Politician's murder brings more chaos to Kenya
Fresh waves of violence swept Kenya today in the wake of the murder of an opposition MP.
Mobs took to the streets to demonstrate over the shooting of Mugabe Were, gunned down as he arrived at his home in a Nairobi suburb.
Clashes between rival tribes opened up again and in one a doctor was reportedly dragged from his surgery and beheaded.
Meanwhile the two men who have the power to end the unrest opened formal negotiations but President Mwai Kibaki and opposition leader Raila Odinga remained far apart on the key issues and continued to blame each other for the country’s plight.
Mr Odinga insisted what needed “the most urgent attention” was the resolution of the suspect election that returned the president to power last month.
Mr Kibaki concentrated on the fact that some Kenyans “have been incited to hate one another and view each other as enemies.”
Former UN Secretary-General Kofi Annan who is trying mediate the dispute and organised today’s meeting told them: “The people need you.”
He added: “They want you to take charge of the situation and do whatever possible to prevent the downward slide into chaos that is threatening this country.”

Task instructions. Please write out the part of the Kenya article above from "Mobs took to" to "the country’s plight." word for word.

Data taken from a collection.
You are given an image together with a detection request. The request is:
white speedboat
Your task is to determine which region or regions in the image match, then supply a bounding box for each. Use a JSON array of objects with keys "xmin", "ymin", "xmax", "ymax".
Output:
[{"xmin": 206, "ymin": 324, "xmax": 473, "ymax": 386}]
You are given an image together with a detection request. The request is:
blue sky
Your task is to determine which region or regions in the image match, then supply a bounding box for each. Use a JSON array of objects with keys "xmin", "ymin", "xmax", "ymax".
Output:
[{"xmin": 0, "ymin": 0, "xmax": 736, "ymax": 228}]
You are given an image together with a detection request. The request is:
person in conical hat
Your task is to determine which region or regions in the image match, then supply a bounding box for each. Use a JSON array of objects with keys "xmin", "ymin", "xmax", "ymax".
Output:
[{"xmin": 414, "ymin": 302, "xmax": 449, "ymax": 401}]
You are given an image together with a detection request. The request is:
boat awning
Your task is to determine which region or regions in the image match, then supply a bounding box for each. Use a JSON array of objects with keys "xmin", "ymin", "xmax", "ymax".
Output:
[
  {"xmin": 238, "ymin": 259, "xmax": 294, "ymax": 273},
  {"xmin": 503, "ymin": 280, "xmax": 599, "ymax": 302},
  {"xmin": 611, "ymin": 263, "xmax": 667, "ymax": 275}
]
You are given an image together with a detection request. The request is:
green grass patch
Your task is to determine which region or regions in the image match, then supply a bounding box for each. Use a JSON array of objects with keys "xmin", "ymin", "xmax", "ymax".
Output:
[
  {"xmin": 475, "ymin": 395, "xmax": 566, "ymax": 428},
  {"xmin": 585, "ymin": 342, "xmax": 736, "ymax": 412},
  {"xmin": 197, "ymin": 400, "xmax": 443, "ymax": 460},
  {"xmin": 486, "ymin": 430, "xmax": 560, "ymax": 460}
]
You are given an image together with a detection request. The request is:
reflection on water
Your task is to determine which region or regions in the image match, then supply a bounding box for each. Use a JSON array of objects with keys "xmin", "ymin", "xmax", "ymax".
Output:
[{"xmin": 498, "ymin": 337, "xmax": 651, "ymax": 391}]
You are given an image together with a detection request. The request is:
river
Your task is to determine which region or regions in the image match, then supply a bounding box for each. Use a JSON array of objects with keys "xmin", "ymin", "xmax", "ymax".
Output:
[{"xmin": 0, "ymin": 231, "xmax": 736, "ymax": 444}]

Solution.
Mobs took to the streets to demonstrate over the shooting of Mugabe Were, gunned down as he arrived at his home in a Nairobi suburb.
Clashes between rival tribes opened up again and in one a doctor was reportedly dragged from his surgery and beheaded.
Meanwhile the two men who have the power to end the unrest opened formal negotiations but President Mwai Kibaki and opposition leader Raila Odinga remained far apart on the key issues and continued to blame each other for the country’s plight.